> WHAT THIS TASK INVOLVES:
Output all the data exactly as it appears below.

Stored dataset items:
==============================

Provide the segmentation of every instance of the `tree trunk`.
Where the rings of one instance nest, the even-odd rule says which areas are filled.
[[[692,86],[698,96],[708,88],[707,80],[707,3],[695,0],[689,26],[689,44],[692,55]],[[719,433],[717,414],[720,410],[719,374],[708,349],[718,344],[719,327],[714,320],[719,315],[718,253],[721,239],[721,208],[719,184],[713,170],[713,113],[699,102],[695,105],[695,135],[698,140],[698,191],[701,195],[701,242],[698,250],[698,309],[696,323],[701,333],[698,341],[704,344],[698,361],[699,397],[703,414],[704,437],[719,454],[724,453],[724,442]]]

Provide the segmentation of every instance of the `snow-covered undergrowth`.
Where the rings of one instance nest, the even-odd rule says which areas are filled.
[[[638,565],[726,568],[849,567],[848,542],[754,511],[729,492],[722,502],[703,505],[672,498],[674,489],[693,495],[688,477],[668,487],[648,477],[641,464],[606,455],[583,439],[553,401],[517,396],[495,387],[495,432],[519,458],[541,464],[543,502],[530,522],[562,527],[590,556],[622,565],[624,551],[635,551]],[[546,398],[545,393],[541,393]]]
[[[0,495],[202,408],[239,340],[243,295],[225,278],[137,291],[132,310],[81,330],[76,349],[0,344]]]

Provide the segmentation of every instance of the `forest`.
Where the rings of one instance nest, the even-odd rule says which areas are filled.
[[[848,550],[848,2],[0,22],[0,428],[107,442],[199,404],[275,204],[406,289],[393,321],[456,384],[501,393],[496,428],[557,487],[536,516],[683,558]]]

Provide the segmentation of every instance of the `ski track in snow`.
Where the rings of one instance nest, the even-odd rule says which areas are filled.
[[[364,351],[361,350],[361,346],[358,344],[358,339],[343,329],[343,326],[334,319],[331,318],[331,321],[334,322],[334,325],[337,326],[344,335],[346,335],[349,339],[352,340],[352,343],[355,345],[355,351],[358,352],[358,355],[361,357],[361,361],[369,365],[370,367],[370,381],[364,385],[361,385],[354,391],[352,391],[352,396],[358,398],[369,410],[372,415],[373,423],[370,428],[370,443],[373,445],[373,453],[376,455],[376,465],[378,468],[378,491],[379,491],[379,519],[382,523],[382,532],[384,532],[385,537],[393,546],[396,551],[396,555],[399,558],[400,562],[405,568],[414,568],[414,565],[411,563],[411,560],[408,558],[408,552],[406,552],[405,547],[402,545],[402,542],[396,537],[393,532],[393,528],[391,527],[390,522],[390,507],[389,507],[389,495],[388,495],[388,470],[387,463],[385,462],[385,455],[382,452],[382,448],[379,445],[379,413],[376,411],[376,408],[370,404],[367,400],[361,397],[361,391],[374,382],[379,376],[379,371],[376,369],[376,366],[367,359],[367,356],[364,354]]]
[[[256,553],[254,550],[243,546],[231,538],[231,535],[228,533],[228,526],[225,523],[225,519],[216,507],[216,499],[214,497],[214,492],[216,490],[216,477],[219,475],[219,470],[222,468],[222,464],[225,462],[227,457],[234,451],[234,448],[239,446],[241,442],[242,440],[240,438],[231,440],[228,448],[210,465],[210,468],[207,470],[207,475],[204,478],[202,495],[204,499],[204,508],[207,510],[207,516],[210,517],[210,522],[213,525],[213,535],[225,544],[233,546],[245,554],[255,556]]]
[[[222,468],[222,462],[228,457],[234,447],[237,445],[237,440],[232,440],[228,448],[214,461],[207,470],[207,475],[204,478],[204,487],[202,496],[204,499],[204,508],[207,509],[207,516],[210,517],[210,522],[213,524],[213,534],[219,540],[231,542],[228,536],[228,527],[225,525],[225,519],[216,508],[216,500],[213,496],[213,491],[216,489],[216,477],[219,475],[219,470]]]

==============================

> OUTPUT BELOW:
Provide the segmentation of every instance of the `tree trunk`.
Where the rings of one instance nest, the even-odd rule says which areas are filled.
[[[692,86],[698,96],[708,88],[707,80],[707,3],[695,0],[689,26],[689,44],[692,55]],[[719,433],[717,414],[720,410],[719,374],[708,349],[718,344],[719,327],[714,320],[719,315],[718,253],[721,239],[721,208],[719,184],[713,170],[713,113],[699,102],[695,105],[695,135],[698,140],[698,191],[701,195],[701,242],[698,250],[698,309],[696,323],[701,333],[698,341],[704,344],[698,361],[699,397],[703,414],[704,437],[719,454],[724,453],[724,442]]]

Provide the segmentation of every instance of the `snow-covered undergrowth`.
Where the rings of one instance nest, the even-odd rule says which areas are filled.
[[[638,565],[726,568],[849,567],[848,542],[754,511],[729,492],[722,502],[703,505],[672,498],[674,489],[693,495],[688,477],[668,487],[648,477],[641,464],[606,455],[583,439],[553,401],[517,396],[495,387],[495,432],[519,458],[541,464],[543,502],[530,522],[562,527],[590,556],[622,565],[624,551],[635,551]],[[546,398],[545,393],[541,393]]]
[[[0,495],[202,408],[239,340],[243,295],[225,278],[137,291],[132,310],[81,330],[76,349],[0,344]]]

Provide the segmentation of every instance of the `forest`.
Where the rings of one instance nest, the even-odd rule says which areas are filled.
[[[848,550],[848,2],[0,22],[0,428],[107,442],[199,404],[275,204],[406,289],[393,321],[456,384],[501,393],[496,428],[557,487],[536,516],[683,558]]]

Provide the segmentation of every instance of the `ski track in snow`.
Where the rings of one instance nest, the even-odd rule says which areas are filled.
[[[364,351],[361,350],[361,346],[358,344],[358,339],[343,329],[343,326],[334,319],[331,318],[331,321],[334,322],[334,325],[337,326],[344,335],[346,335],[349,339],[352,340],[352,343],[355,345],[355,351],[358,352],[358,355],[361,357],[361,361],[369,365],[370,367],[370,381],[364,385],[361,385],[354,391],[352,391],[352,396],[358,398],[369,410],[372,415],[373,423],[370,428],[370,443],[373,445],[373,453],[376,455],[376,465],[378,468],[378,491],[379,491],[379,519],[382,523],[382,532],[384,532],[385,537],[393,546],[396,551],[396,555],[399,558],[400,562],[405,568],[414,568],[414,565],[411,563],[411,560],[408,558],[408,552],[406,552],[405,547],[402,545],[402,542],[396,537],[393,532],[393,528],[391,527],[390,522],[390,507],[389,507],[389,495],[388,495],[388,470],[387,463],[385,462],[385,455],[382,452],[382,448],[379,445],[379,413],[376,411],[376,408],[370,404],[367,400],[361,397],[361,391],[374,382],[379,376],[379,371],[376,369],[376,366],[367,359],[367,356],[364,354]]]
[[[256,553],[254,550],[243,546],[231,538],[231,535],[228,533],[228,526],[225,523],[225,519],[216,507],[216,499],[214,497],[214,492],[216,490],[216,477],[219,475],[219,470],[222,468],[222,464],[225,462],[227,457],[234,451],[234,448],[239,446],[241,442],[242,440],[240,438],[231,440],[228,448],[210,465],[210,468],[207,470],[207,475],[204,478],[202,495],[204,499],[204,508],[207,510],[207,516],[210,517],[210,522],[213,525],[213,535],[225,544],[233,546],[245,554],[255,556]]]
[[[222,468],[222,462],[228,457],[234,447],[237,445],[237,440],[232,440],[228,448],[214,461],[207,470],[207,475],[204,478],[204,487],[202,496],[204,499],[204,508],[207,509],[207,516],[210,517],[210,522],[213,524],[213,534],[219,540],[231,542],[228,536],[228,527],[225,525],[225,519],[216,508],[216,500],[213,496],[213,491],[216,489],[216,477],[219,475],[219,470]]]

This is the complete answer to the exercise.